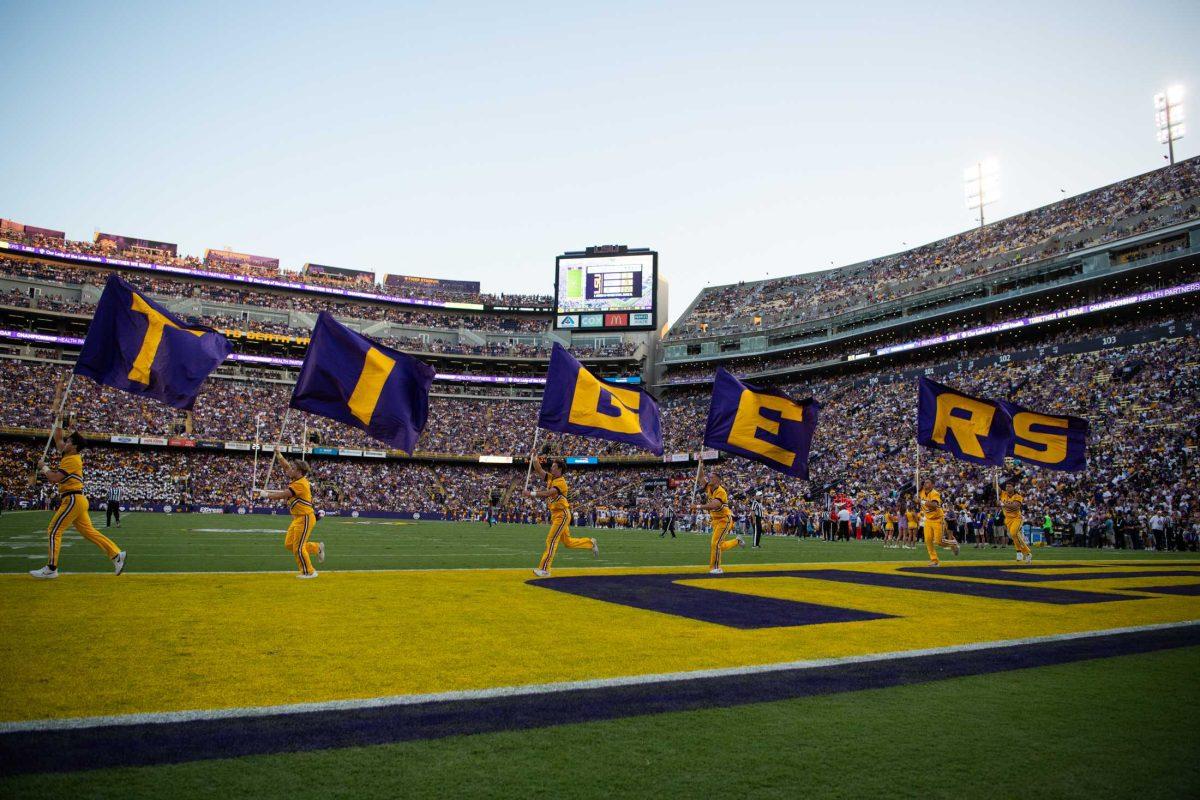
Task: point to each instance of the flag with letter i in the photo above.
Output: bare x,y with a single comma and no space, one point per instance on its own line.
137,346
577,402
366,385
762,425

> [TASK OBJECTIVE] Rewrite the material above, substituting "banner" for "flag" and changing nothing else. Leave out the pictures.

> [EXERCISE RESULT]
Task: point to each instance of the banner with letter i in the photo above.
Output: bare x,y with a single comma and no space, one point per instance on its own line.
137,346
577,402
366,385
762,425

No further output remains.